[Rows from a box-labeling dataset]

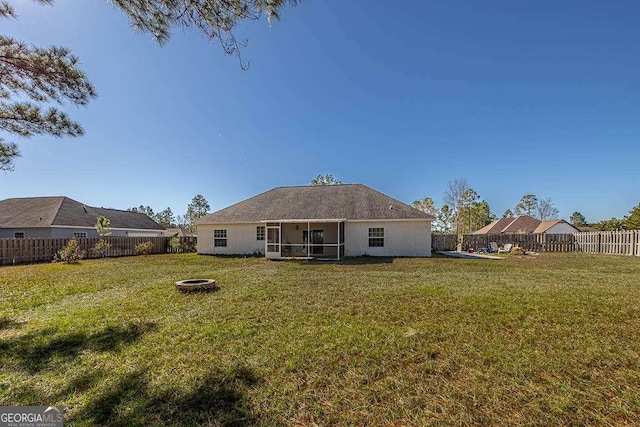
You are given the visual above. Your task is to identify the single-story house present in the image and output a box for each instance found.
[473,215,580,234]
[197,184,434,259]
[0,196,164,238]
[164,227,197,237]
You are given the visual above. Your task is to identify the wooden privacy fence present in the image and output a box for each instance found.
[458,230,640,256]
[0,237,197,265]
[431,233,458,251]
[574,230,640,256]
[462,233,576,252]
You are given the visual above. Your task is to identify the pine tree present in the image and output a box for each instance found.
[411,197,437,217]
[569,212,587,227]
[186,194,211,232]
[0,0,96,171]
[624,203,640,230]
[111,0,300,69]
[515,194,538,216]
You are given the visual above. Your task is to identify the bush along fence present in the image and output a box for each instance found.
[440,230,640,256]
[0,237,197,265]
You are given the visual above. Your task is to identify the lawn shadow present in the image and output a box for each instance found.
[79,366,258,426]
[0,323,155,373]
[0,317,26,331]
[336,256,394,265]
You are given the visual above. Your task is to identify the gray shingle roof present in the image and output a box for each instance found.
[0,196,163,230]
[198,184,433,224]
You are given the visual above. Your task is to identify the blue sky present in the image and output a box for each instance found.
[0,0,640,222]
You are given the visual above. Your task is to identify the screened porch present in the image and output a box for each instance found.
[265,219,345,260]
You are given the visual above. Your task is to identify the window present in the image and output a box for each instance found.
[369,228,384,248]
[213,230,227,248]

...

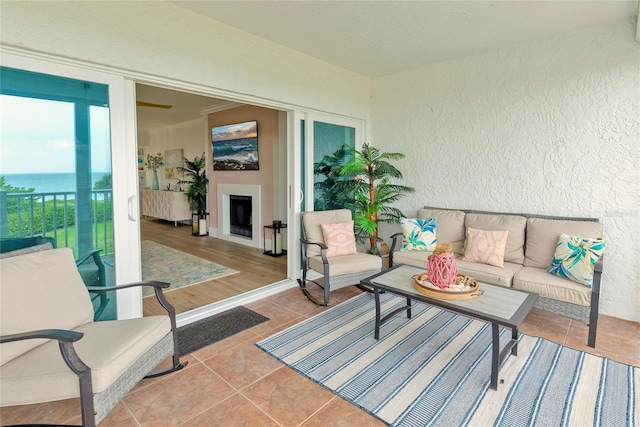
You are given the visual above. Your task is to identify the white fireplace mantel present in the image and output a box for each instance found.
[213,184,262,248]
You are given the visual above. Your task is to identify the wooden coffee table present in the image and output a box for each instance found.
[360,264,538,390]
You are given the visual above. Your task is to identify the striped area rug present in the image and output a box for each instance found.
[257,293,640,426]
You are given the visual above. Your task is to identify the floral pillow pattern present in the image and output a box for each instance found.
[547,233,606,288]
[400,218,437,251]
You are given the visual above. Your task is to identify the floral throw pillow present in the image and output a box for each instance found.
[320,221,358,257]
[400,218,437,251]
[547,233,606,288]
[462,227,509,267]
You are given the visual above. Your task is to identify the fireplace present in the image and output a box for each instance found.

* _STATED PROBLEM_:
Rewrite the material between the line holding "identify the single-story" and the line holding "[164,227,197,237]", inclusive, with "single-story house" changed to "one-story home" and nothing else altered.

* _TASK SOLUTION_:
You are given the visual above. Your task is to identify the one-story home present in the image and output a box for each instance found.
[473,215,580,234]
[197,184,434,259]
[0,196,164,238]
[164,227,197,237]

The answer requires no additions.